------ Фрагмент текста ------

Феофан, конечно, оказал большое влияние на русских мастеров, но больше всего — на волотовского мастера. Впрочем, это не исключает глубоких расхождений между ними. Они становятся особенно ясны при сопоставлении изображений на одну и ту же тему. Мельхиседек Феофана — это могучий старец в классическом плаще с горящим взглядом и длинной курчавой бородой, гордый, полный самосознания, почти „яростный" („terrible", как называли людей Микеланджело). Мельхиседек в Болотове — это восточный старец с короной на голове, скорее, тщедушный, смиренный, как коленопреклоненные волхвы перед яслями Христа.
Ветхозаветная „Троица" Феофана — это торжественная трапеза. В ней увековечено всемогущество бога, которого олицетворяет средний ангел. В иконографическом отношении Феофан более традиционен, чем волотовский мастер в своих сценах из жизни Христа и Марии. Его „Троица" носит плоскостной характер, дугообразные формы располагаются одна над другой таким образом, что возникает впечатление ничем не нарушаемой застылости. В поведении Авраама и Сарры у Феофана нет и следа того внутреннего волнения, которое в волотов-ских фресках испытывают люди в присутствии божества.

------

> **Список заданий**
A: Кого олицетворяет средний ангел в «Троице» Феофана, согласно тексту о Феофане?
B: Перепишите дословно из текста о Феофане отрывок от «Феофан, конечно, оказал» до «перед яслями Христа.».

------ Извлечённые строки ------

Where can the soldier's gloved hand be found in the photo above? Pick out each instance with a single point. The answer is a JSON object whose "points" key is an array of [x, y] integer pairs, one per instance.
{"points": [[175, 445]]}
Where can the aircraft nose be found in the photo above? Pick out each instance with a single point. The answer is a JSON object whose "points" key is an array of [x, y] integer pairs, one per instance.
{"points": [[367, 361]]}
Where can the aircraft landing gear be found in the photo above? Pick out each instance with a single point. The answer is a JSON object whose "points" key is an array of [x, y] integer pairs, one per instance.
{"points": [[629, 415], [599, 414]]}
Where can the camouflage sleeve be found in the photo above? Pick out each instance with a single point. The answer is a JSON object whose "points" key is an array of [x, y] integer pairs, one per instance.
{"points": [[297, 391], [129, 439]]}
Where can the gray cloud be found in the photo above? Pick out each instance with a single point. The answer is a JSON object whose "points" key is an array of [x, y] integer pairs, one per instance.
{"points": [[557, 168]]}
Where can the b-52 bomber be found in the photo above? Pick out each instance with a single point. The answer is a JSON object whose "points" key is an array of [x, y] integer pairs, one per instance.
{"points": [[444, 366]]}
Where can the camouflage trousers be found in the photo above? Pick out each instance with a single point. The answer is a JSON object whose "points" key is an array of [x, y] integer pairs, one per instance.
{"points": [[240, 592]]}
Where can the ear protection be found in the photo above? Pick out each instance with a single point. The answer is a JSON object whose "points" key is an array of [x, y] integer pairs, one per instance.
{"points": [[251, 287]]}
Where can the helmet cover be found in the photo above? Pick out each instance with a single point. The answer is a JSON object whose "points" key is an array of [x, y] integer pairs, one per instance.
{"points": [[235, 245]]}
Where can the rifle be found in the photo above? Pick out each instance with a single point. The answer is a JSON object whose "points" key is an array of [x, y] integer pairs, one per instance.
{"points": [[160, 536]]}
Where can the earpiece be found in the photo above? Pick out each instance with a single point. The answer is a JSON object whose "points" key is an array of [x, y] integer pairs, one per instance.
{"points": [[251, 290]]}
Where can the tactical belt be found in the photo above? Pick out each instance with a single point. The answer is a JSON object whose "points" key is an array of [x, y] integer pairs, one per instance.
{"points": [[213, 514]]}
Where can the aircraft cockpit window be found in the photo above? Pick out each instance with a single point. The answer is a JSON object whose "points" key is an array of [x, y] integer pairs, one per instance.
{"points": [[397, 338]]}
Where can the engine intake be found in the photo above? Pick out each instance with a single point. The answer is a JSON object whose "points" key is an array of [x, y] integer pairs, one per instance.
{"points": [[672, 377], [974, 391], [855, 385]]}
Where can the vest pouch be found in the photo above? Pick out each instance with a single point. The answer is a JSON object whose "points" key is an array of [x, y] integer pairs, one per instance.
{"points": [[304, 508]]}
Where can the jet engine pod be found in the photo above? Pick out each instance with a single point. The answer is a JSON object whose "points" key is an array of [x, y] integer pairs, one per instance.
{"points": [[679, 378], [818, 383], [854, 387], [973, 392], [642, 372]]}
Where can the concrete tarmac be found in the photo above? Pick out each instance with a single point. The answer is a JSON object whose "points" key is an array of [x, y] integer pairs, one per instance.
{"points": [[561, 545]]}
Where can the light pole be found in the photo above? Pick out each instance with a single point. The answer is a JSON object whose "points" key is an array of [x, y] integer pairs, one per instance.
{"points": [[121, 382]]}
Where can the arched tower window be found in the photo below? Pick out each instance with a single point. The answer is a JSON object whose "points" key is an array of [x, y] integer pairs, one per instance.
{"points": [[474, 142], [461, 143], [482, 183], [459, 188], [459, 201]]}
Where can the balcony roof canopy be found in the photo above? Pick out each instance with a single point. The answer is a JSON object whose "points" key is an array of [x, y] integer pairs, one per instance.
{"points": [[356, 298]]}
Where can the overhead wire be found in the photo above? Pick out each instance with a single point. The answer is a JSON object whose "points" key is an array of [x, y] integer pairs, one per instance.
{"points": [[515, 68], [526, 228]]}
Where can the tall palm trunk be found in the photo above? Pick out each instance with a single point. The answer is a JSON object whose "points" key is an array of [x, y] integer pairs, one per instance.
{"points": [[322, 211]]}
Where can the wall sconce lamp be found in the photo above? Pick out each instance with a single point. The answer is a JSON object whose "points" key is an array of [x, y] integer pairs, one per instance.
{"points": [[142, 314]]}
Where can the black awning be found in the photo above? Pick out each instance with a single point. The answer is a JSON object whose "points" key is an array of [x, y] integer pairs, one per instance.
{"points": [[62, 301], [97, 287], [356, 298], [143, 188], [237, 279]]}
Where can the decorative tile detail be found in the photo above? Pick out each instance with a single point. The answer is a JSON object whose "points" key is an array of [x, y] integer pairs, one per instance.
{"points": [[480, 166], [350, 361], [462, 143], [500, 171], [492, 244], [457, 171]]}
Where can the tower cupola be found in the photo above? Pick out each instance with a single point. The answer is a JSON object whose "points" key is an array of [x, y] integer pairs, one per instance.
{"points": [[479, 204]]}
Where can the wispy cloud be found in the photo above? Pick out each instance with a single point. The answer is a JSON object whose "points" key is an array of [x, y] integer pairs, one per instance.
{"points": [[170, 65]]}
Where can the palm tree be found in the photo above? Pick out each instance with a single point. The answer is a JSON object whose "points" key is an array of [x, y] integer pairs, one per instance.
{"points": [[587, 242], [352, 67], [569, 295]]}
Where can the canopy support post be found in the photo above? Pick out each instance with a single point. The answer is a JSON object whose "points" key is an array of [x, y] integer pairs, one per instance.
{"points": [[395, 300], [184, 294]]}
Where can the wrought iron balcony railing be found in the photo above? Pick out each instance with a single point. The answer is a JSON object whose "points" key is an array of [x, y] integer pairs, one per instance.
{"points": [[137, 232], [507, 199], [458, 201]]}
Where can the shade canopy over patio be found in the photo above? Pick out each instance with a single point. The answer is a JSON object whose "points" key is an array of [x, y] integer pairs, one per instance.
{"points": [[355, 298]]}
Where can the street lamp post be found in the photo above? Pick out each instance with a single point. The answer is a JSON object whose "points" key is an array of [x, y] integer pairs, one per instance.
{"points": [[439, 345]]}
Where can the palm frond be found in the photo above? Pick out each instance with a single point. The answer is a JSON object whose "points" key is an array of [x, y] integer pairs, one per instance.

------

> **Ответы к заданиям**
A: Бога, всемогущество которого увековечено в этой трапезе.

B:
Феофан, конечно, оказал большое влияние на русских мастеров, но больше всего — на волотовского мастера. Впрочем, это не исключает глубоких расхождений между ними. Они становятся особенно ясны при сопоставлении изображений на одну и ту же тему. Мельхиседек Феофана — это могучий старец в классическом плаще с горящим взглядом и длинной курчавой бородой, гордый, полный самосознания, почти „яростный" („terrible", как называли людей Микеланджело). Мельхиседек в Болотове — это восточный старец с короной на голове, скорее, тщедушный, смиренный, как коленопреклоненные волхвы перед яслями Христа.